start
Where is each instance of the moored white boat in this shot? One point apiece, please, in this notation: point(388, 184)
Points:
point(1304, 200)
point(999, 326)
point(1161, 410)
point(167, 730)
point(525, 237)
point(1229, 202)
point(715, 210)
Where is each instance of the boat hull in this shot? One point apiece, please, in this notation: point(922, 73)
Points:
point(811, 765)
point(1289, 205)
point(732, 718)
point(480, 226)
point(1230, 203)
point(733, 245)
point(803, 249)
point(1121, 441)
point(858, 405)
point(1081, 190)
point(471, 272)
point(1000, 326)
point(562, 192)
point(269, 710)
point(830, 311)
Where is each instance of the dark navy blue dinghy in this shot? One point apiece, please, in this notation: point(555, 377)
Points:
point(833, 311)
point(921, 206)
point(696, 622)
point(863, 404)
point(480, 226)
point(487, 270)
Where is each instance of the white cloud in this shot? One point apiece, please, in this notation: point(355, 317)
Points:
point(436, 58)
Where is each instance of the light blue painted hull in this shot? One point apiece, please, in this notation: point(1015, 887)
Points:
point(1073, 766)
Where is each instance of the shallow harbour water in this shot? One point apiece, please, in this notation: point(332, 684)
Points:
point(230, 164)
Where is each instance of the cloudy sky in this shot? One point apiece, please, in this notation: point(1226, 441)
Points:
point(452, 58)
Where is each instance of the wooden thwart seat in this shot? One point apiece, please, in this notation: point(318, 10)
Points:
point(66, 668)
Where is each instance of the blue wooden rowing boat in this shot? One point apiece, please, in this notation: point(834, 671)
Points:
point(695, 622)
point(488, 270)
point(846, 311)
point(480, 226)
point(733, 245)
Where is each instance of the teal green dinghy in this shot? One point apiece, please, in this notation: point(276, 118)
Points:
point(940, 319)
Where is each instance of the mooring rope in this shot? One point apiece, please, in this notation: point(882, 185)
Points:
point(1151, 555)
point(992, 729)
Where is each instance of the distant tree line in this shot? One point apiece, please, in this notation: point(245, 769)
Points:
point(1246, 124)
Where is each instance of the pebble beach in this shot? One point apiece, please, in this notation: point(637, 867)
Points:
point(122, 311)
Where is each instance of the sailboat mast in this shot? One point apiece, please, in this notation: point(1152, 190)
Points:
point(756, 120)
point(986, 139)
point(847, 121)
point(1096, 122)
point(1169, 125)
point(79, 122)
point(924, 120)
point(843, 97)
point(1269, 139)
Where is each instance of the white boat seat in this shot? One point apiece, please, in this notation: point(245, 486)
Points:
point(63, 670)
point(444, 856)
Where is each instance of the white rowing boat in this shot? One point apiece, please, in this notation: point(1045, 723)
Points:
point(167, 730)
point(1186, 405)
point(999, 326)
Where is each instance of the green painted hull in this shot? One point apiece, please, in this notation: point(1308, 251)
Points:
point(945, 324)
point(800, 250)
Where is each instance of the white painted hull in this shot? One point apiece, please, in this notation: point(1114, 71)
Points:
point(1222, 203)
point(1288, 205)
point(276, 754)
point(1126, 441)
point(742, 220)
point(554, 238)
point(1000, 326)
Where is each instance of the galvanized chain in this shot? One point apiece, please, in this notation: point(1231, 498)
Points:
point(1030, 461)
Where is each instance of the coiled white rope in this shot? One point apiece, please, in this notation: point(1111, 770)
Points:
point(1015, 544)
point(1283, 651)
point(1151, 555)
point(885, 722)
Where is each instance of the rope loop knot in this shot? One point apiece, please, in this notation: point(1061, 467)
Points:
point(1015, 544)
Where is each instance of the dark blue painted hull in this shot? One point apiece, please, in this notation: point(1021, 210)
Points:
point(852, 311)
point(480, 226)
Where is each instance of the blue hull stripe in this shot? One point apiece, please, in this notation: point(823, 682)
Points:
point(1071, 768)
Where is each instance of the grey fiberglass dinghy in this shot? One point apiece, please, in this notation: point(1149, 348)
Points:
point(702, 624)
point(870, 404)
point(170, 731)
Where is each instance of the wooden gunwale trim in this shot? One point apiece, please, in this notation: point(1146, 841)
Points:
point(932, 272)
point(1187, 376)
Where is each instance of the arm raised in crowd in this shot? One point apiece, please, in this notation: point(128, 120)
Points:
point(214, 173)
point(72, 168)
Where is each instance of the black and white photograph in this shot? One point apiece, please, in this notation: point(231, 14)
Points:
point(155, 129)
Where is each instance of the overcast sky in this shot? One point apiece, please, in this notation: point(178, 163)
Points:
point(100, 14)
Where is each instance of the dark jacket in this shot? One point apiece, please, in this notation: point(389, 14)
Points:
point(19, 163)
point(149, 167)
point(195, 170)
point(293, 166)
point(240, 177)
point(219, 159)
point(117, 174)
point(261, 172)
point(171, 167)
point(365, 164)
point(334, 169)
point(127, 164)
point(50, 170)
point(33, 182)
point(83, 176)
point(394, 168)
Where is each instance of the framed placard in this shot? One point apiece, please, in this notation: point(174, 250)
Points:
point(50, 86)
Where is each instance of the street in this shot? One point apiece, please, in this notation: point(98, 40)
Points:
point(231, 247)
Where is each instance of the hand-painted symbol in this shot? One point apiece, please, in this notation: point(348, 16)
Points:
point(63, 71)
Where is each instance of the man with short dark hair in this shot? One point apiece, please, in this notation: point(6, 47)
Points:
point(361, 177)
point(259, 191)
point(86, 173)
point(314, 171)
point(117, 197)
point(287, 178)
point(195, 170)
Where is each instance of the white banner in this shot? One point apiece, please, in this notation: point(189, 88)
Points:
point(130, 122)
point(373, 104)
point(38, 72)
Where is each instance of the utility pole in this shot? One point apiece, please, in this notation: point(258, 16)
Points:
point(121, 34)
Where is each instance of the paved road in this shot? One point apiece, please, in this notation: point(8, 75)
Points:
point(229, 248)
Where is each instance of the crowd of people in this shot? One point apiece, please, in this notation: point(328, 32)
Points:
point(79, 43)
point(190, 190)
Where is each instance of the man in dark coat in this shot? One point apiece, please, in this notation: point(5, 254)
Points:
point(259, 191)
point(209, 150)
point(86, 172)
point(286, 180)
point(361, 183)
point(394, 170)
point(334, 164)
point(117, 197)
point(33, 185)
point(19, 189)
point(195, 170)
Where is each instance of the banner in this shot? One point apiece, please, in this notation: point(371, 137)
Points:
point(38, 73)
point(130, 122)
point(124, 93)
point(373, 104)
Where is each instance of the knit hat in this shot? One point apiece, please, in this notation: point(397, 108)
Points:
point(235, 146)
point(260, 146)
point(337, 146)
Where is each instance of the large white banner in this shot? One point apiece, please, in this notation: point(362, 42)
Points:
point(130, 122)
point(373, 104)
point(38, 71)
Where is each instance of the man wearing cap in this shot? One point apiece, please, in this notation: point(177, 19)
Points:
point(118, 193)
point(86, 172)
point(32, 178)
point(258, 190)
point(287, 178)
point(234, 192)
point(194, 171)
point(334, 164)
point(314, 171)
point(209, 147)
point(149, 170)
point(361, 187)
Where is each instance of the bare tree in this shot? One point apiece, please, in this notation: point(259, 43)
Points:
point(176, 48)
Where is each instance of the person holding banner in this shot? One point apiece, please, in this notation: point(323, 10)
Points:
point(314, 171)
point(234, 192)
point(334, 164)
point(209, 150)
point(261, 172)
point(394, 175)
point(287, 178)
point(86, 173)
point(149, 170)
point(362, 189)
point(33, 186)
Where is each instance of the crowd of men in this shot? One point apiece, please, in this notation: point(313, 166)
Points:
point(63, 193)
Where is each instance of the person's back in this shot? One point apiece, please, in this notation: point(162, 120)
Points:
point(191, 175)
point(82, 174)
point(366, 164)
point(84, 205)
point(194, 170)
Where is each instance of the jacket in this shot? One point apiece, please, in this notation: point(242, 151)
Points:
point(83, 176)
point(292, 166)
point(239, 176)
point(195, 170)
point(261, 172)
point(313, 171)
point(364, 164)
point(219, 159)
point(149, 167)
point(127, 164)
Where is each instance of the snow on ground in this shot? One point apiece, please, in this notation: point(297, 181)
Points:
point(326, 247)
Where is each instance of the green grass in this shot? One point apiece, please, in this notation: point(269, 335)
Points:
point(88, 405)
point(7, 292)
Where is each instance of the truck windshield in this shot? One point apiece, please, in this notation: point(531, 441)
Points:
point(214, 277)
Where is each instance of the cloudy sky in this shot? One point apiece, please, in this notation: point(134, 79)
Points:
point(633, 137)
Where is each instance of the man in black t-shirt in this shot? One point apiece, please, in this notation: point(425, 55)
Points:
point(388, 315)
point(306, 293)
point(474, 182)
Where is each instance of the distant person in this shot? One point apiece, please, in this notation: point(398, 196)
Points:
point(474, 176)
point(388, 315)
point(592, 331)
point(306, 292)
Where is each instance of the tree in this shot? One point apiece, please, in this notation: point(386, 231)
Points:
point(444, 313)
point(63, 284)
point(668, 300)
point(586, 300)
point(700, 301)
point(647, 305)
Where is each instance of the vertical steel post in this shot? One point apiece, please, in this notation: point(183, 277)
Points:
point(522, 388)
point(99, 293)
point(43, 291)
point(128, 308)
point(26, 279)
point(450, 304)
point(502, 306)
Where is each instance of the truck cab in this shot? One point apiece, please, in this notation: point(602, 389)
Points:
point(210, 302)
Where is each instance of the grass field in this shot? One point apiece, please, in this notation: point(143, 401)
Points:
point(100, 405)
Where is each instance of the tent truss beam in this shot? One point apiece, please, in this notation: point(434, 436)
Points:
end
**OBJECTIVE:** Render as a Markdown table with columns No. and Line: begin at the line that has "Where is each instance of the blue wooden", stop after the one that has "point(1269, 139)", number each row, and skip any blank lines.

**RESPONSE TO THIS EXERCISE:**
| No. | Line |
|---|---|
| 1 | Where is each instance of the blue wooden rowing boat in this shot? One point apiece, please, in this notation: point(834, 671) |
| 2 | Points: |
| 3 | point(695, 622) |
| 4 | point(488, 270) |
| 5 | point(846, 311) |
| 6 | point(480, 226) |
| 7 | point(733, 245) |
| 8 | Where is each instance of the teal green dinghy in this shot? One point apiece, please, in this notation: point(276, 118) |
| 9 | Points: |
| 10 | point(940, 319) |
| 11 | Where is each instance of the mooring rope in this shot? One point apiece, please, in this notation: point(882, 185) |
| 12 | Points: |
| 13 | point(1151, 555) |
| 14 | point(992, 729) |
| 15 | Where is each instance of the distant tree line in this shot? One point apiece, please, in this notation: point(245, 769) |
| 16 | Points: |
| 17 | point(1246, 124) |
| 18 | Where is each instance of the pebble beach in this shot? One point apiece, please, in this notation: point(637, 867) |
| 19 | Points: |
| 20 | point(122, 311) |
| 21 | Where is each instance of the sailboat mast in this shot? One point apiece, please, in this notation: point(1152, 190) |
| 22 | Points: |
| 23 | point(756, 120) |
| 24 | point(986, 139) |
| 25 | point(847, 121) |
| 26 | point(1096, 122) |
| 27 | point(1169, 125) |
| 28 | point(79, 122) |
| 29 | point(924, 120) |
| 30 | point(843, 97) |
| 31 | point(1269, 139) |